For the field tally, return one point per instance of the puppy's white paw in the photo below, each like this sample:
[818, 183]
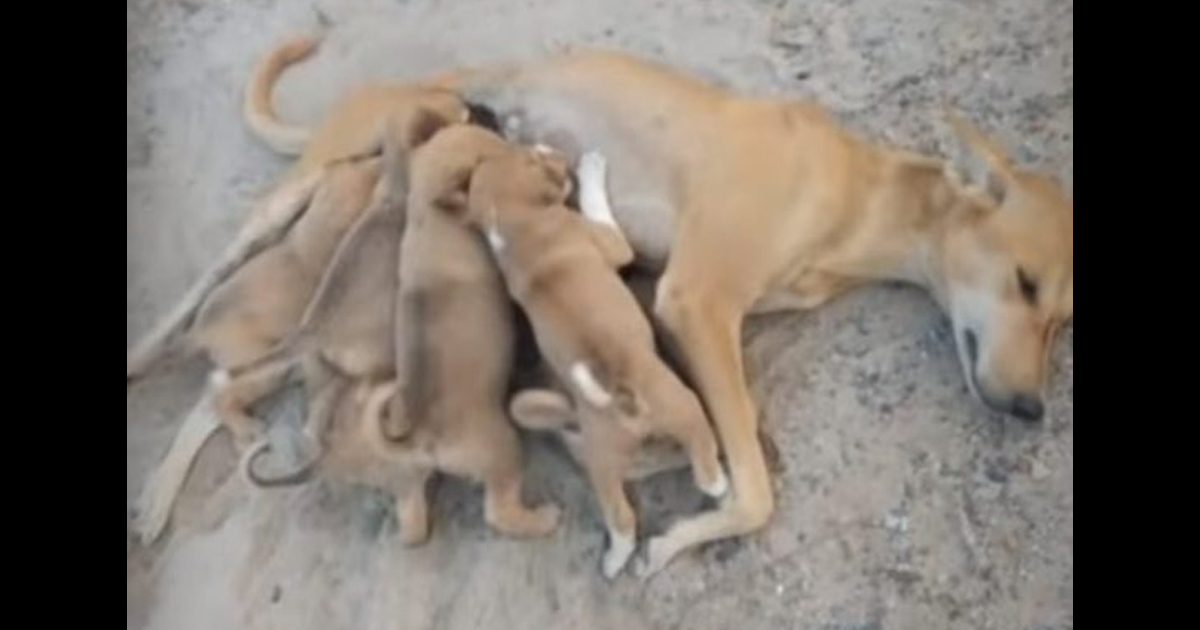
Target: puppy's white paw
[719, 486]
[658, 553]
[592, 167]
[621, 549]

※ ※ ※

WHAT TO WORK ON
Return the listing above in an exact copy that leaves out the images.

RESPONSE TO THE EXERCISE
For the field tally, return one point per instance of the puppy's white paw in the photo below, each like this sample:
[818, 183]
Target: puppy's white paw
[719, 486]
[658, 553]
[592, 167]
[621, 549]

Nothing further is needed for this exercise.